PROBLEM DETAILS ->
Copy out every one of the entries below word for word, leaving out the pictures.

ENTRIES ->
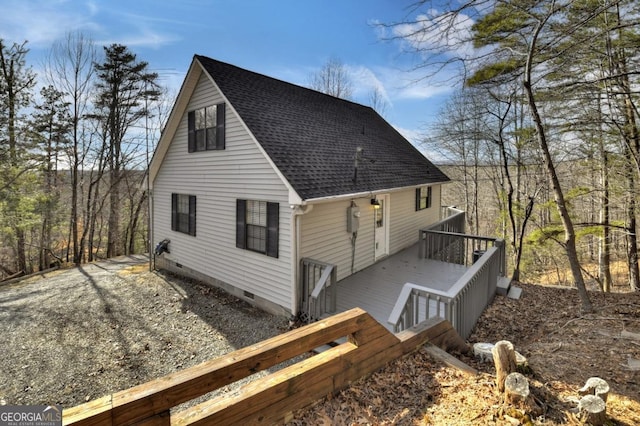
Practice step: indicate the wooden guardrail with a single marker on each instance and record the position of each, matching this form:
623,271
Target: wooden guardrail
274,397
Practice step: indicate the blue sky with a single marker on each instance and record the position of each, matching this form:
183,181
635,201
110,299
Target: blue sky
286,39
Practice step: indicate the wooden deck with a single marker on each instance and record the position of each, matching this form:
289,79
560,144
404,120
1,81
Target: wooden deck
376,288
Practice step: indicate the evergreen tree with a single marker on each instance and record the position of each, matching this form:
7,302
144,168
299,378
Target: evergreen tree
124,85
16,84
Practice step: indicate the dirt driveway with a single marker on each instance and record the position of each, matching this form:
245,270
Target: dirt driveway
82,333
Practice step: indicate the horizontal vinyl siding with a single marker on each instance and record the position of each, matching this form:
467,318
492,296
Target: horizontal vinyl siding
217,179
406,221
325,237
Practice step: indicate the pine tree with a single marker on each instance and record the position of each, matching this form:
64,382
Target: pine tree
124,83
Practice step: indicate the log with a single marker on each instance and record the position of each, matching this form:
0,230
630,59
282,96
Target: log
592,410
595,386
504,358
516,389
518,395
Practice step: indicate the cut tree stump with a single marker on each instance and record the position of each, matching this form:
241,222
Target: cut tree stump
516,389
517,394
592,410
504,357
595,386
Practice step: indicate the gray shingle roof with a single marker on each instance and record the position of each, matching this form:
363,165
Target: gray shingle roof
312,137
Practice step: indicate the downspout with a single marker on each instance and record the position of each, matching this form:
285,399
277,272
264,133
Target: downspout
296,212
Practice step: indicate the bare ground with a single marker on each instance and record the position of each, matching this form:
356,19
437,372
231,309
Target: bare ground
83,333
563,347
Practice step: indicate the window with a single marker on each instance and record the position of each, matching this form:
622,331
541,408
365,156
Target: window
206,128
183,213
257,226
423,198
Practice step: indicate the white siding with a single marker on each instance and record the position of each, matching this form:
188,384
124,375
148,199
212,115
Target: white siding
217,179
406,221
324,235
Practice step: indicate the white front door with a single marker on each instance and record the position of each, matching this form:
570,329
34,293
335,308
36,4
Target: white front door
381,226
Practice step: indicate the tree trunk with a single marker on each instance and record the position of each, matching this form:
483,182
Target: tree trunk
134,223
504,358
605,240
567,223
593,410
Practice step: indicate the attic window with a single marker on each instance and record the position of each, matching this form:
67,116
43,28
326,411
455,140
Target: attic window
423,198
207,128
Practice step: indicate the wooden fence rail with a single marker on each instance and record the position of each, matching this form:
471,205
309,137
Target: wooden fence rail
274,397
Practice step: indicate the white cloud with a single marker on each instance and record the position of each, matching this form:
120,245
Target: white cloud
366,82
41,22
444,33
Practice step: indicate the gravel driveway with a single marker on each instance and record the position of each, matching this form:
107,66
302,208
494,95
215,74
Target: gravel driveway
80,334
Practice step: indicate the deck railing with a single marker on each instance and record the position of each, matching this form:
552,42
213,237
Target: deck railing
318,289
462,305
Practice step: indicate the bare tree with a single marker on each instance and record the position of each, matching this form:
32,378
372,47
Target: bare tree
332,79
69,68
16,84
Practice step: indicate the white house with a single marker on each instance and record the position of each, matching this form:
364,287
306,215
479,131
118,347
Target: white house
253,174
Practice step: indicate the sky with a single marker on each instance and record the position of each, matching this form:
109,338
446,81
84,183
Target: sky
286,39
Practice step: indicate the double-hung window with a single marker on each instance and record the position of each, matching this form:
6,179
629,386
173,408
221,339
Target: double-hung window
257,226
206,128
183,213
423,198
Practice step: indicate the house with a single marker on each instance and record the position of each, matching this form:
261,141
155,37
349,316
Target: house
253,174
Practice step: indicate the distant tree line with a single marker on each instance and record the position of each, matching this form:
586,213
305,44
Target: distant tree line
74,154
547,118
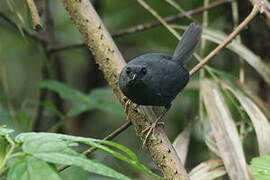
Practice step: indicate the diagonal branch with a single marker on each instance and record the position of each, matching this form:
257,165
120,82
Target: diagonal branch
111,62
146,26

TASK SOLUTION ->
Practice step: indicate the wooden guardrail with a single marker on each instance and record the position of each, matching this form:
623,271
Target: wooden guardrail
274,397
Practice step: indicate the blue sky with a single marker on each instance and record the position of each, matching this form:
183,181
635,201
110,299
Target: blue sky
286,39
Practice step: indicate the wooden deck with a single marker on each instance and record the position of each, matching this form:
289,79
560,144
404,120
1,81
Target: wooden deck
376,288
Practice step: indicate the evergreen tree with a single marker on each instance and record the position of each, matching this form:
7,302
144,168
299,378
Target: evergreen tree
124,85
16,84
Practice step: indicate the dirt driveway with a single marker on each instance and record the position of each, matching this form:
245,270
Target: dirt driveway
82,333
Practice step: indicate the horizontal vinyl siding with a single marker on each instance and record the position of each, matching this form:
467,318
492,296
Target: horizontal vinyl siding
217,179
406,221
325,237
Practice step: indicate the pine tree with a single marker on each instance and record the position of each, matching this form:
64,382
Target: pine tree
124,83
Practice step: indicate the log with a single marker on each instance and record the position of each, matching this form:
0,230
630,59
282,96
Target: log
592,410
595,386
504,358
516,389
518,395
Practice step: indicate the cut tree stump with a single marker on each instance and record the position of each, matching this form:
241,222
Target: cut tree stump
516,389
517,394
592,410
504,357
595,386
Practice step: indicate the gray shingle roof with a single marker on each instance and record the position of each, matching this form:
363,165
Target: gray shingle roof
312,137
Practice step: indicate the downspout with a single marker on each instance and record the position of each, matching this form:
285,399
277,272
264,133
Target: downspout
296,212
Practice step: indicate the bare ground with a single marker on each instance and record the position of each, matching this form:
356,19
437,372
231,309
Target: bare ground
83,333
563,347
Practice step: indicate the window with a single marker on each instance and record the position of each, matching this form:
622,331
541,408
365,156
Target: window
206,128
183,213
257,226
423,198
Practice step: indicate the white siding with a single marker on each instance and record the position of each, matching this form:
188,384
124,375
148,199
212,115
Target: white siding
217,179
406,221
324,235
Practice step: indicate the white front door with a single marker on each instance and record the position of each, matching this form:
570,329
34,293
335,308
36,4
Target: white front door
381,226
Practice step: indicate the tree trunk with a single marker on each instance and record the position of each, matching this form:
483,182
Target: tree trunk
134,223
504,358
605,240
567,223
593,410
Practice step: indicate the attic window with a single marker on each instance and record the position of each, matching this form:
67,116
43,28
326,411
455,140
Target: attic window
423,198
207,128
Practice step: indicate the wooden fence rail with a single marker on each instance and record the position of each, matching this form:
471,205
309,137
Target: wooden fence rail
274,397
Practice step: indicate the white cloud with a single marker on each instance and record the position of each, matching this form:
120,245
Target: white cloud
366,82
41,22
444,33
Practice step: indicate the gravel driveway with a single marker on each instance and record the position of each, matching this form:
107,66
302,208
494,95
215,74
Target: gravel driveway
80,334
Practice step: indicate the deck railing with a single marker on each instance and record the position of each, matching this form:
552,42
213,237
Target: deck railing
318,289
462,305
Practice step: indicate the bare tree with a single marker on each instance and record the position of each, matching this form:
32,378
372,47
Target: bare tree
332,79
69,68
16,84
Practice step: indicate the white house with a single marker on each instance and record the position of each, matching this form:
364,287
306,215
479,131
118,347
Target: white house
253,174
Practice step: indicate the sky with a single marker on each instance and record the position of each, matching this form:
109,338
446,81
84,183
Target: sky
286,39
Practice step: indicate the double-hung window with a single marker on each instance and record the position of each, matching this form:
6,179
629,386
173,408
221,339
Target: double-hung window
257,226
206,128
183,213
423,198
Practice step: indicate the house with a single marker on each instance and record the position of each, matching this form:
261,141
155,37
349,316
Target: house
253,174
Practice step: indicate the distant tree line with a single marker on each instance and record the position of each, matching this form:
586,213
305,44
Target: distant tree line
74,154
547,118
Practice step: indicate the diagonal branch with a single marker on each instance and record the position of each, matching this form:
257,165
120,82
Target: diagonal branch
111,62
146,26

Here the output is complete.